**Problem details:**
Answer these questions using the article below on the sea turtle watch:
(a) At which beach did the freshmen class gather?
(b) Who gave the brief introduction about the site and its purpose?
(c) How many baby sea turtles were released into the ocean?

By JANELA REVILLA and KUINO CAMACHO
Special to the Saipan Tribune
Mount Carmel School's freshmen class took part in the preservation of marine life on Saturday, Nov. 11, gathering at Wing Beach early morning to observe and learn about sea turtles and their nests.
Every year, the National Oceanic and Atmospheric Administration allows students to engage in a Sea Turtle Watch, a field activity in which participants are able to get a firsthand look at the early stages of sea turtle life. The program includes a census of hatched and unhatched eggs.
Thomas Manglona, the freshmen class president, coordinated last Saturday's event in connection with Project Citizen, an initiative under teacher Rosiky Camacho's NMI History class.
Students hiked to the location where NOAA biologist Tammy Summers gave a brief introduction regarding the site and its purpose. After the orientation, the freshmen class cleared up the shore to locate turtle nests. This process required the students to record the nests' depth and temperature. Most importantly, they counted the number of eggs in the breeding grounds. Thirty baby sea turtles were later released into the ocean. Unfortunately, a few baby turtles were found dead in their nests and the students buried them in the sand along with farewell notes. In the end, the class dedicated a banner to the sea turtles.
The Turtle Watch provided the class with a greater understanding of sea turtles. Not only did it promote marine conservation, but it also encouraged these students to spread awareness.
Manglona was especially delighted with the result of the program and said, “My class is thankful to Tammy Summers for her time and support in providing us with this great experience. We look forward to more projects involving the CNMI sea turtles and public awareness.”

Extracted data entries
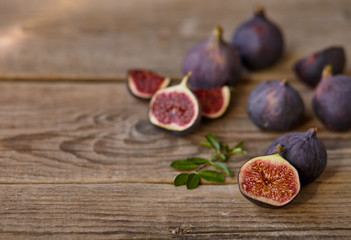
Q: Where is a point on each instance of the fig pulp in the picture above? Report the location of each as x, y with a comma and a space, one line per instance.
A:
304, 151
275, 106
331, 100
175, 109
144, 83
214, 102
259, 41
269, 181
213, 63
309, 69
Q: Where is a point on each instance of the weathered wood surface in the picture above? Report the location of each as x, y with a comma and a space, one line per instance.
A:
79, 159
110, 211
101, 39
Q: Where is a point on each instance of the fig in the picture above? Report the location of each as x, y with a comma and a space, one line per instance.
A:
275, 106
259, 41
304, 151
214, 102
144, 83
269, 181
175, 108
309, 69
213, 63
331, 100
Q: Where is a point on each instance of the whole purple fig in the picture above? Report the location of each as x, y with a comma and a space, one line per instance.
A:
332, 100
213, 63
259, 41
304, 151
275, 106
309, 69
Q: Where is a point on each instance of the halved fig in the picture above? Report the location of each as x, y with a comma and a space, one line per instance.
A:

**Answer to the exercise:**
(a) Wing Beach
(b) NOAA biologist Tammy Summers
(c) Thirty